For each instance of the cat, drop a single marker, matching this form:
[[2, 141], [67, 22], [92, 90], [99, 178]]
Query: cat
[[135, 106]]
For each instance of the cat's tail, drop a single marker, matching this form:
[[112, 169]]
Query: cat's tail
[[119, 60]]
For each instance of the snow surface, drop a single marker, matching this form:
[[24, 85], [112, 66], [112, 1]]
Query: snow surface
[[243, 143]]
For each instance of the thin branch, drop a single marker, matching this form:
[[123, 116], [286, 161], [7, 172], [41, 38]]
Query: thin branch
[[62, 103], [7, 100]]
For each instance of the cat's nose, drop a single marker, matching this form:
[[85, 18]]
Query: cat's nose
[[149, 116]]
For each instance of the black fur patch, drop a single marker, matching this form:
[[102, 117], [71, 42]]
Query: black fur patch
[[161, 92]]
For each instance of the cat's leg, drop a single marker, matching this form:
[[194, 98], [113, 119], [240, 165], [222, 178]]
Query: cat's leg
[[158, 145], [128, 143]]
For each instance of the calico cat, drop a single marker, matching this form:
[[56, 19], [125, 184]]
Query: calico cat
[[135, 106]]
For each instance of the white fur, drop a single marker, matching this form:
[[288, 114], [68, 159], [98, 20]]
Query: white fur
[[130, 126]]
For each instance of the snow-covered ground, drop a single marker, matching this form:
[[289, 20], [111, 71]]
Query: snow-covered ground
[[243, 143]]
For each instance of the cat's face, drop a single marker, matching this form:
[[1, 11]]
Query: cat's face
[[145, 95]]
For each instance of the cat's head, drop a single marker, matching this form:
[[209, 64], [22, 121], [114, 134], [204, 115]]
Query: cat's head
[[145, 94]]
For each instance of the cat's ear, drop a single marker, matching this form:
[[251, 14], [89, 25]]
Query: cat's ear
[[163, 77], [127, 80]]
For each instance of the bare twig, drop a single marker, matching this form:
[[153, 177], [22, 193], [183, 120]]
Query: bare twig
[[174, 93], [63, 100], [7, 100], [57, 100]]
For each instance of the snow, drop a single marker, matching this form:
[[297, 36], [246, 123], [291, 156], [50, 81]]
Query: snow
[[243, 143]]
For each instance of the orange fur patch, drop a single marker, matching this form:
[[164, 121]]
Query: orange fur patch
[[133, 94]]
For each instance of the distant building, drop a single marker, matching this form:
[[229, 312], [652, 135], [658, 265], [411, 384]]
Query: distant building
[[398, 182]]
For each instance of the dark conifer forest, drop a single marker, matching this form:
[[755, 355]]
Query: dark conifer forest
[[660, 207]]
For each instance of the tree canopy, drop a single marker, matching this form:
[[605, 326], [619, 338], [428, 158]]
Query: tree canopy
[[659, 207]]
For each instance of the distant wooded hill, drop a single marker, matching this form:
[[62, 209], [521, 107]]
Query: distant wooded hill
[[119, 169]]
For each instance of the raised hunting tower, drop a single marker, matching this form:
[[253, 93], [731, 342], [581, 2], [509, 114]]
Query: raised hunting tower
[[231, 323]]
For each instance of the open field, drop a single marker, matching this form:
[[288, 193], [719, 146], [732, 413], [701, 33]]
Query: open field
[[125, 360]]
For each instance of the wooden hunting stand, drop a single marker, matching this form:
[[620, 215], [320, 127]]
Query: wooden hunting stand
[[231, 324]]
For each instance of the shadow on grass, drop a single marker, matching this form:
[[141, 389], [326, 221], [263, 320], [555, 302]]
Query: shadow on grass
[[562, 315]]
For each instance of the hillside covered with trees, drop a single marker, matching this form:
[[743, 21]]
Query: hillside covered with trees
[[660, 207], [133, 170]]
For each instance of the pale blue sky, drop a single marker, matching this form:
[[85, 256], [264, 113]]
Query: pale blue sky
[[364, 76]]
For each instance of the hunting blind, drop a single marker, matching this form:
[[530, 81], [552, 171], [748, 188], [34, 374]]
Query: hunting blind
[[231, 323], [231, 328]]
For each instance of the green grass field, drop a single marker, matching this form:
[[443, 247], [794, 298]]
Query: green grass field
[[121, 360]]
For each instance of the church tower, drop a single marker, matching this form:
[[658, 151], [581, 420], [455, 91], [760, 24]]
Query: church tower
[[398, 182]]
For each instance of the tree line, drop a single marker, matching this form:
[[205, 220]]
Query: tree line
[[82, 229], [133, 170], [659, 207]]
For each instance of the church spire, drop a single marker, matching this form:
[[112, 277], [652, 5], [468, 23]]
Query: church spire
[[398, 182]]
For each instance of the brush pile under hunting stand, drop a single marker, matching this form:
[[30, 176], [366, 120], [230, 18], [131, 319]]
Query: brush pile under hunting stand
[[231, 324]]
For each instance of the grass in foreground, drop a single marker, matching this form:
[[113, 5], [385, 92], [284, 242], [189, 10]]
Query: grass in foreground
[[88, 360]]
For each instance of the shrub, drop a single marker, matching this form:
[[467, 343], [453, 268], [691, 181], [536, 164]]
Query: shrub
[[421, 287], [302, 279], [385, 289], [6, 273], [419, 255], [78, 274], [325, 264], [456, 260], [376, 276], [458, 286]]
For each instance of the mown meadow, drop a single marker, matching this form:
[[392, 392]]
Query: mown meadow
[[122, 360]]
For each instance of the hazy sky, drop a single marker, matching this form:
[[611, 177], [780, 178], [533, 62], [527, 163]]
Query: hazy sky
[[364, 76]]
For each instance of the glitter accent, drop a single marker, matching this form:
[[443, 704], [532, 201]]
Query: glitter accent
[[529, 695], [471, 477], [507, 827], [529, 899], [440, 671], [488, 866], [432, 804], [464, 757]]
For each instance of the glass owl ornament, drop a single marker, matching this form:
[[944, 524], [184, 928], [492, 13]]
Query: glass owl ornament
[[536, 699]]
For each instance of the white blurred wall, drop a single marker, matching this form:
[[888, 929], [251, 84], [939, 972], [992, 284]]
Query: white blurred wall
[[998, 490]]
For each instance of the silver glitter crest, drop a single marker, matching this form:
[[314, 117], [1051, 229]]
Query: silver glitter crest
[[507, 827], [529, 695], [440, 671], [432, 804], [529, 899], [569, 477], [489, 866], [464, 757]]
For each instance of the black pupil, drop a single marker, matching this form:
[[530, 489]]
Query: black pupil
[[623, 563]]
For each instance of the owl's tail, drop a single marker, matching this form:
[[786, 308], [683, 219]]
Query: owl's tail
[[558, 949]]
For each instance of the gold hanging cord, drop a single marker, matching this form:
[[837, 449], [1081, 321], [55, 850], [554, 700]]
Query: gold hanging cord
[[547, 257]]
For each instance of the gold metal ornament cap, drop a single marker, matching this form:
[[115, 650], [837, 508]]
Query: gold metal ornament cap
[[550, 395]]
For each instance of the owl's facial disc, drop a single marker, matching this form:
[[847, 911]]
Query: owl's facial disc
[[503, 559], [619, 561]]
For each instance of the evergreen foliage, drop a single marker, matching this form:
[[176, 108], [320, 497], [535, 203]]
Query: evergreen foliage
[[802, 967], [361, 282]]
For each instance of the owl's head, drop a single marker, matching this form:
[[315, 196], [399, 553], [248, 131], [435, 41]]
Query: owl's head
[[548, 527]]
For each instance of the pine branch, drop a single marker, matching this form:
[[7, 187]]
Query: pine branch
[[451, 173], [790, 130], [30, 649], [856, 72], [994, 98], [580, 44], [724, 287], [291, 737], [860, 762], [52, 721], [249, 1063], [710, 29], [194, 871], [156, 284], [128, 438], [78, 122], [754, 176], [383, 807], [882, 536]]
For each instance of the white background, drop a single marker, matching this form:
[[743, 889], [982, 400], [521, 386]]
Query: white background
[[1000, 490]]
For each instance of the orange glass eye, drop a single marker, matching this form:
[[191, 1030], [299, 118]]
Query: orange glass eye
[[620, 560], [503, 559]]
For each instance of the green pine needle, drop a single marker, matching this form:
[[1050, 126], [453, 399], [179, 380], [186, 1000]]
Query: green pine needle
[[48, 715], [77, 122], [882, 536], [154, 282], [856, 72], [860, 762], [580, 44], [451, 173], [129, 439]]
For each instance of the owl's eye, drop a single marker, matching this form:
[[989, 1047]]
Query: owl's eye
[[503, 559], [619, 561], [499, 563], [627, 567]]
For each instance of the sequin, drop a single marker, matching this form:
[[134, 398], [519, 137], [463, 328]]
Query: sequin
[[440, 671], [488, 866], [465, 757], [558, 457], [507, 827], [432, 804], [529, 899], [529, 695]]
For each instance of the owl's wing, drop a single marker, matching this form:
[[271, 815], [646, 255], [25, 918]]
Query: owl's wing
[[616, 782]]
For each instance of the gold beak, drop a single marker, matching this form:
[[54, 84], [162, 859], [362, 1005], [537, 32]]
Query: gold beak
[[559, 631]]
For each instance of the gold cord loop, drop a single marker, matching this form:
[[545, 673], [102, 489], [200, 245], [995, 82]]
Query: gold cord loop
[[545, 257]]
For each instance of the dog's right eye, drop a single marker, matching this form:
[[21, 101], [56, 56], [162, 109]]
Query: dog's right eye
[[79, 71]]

▸ **Task**: Copy out the records word for word, from the line with "For each instance of the gold hanging" up to and including the line with "807], [882, 536]]".

▸ **Task response**:
For each instance of the gold hanging cord, drop a single marker, matching this form:
[[837, 449], [1081, 321], [55, 850], [554, 700]]
Query: gold hanging cord
[[547, 257]]
For each instance of the gold metal ornament cap, drop a single marker, matching this form:
[[115, 650], [837, 508]]
Query: gold metal ornament cap
[[550, 395]]
For each instance of the owl's facial disc, drop a single marker, matching this form:
[[847, 911]]
Query: owl's facial disc
[[503, 559], [619, 561]]
For each instance of the evergreen foliage, drop a single marker, matching this form:
[[176, 108], [320, 497], [535, 203]]
Query: evergreen foliage
[[802, 967], [361, 282]]
For each instance of the owl's head, drop a single marker, matching this form:
[[315, 196], [399, 553], [248, 131], [435, 41]]
Query: owl's head
[[548, 527]]
For each instance of the pine branch, drop a single marker, matching this form:
[[7, 187]]
Query: pine branch
[[451, 173], [790, 130], [30, 649], [856, 72], [994, 98], [580, 44], [724, 287], [291, 737], [860, 762], [52, 721], [249, 1063], [710, 29], [194, 871], [156, 284], [128, 438], [78, 122], [754, 176], [383, 807], [882, 536]]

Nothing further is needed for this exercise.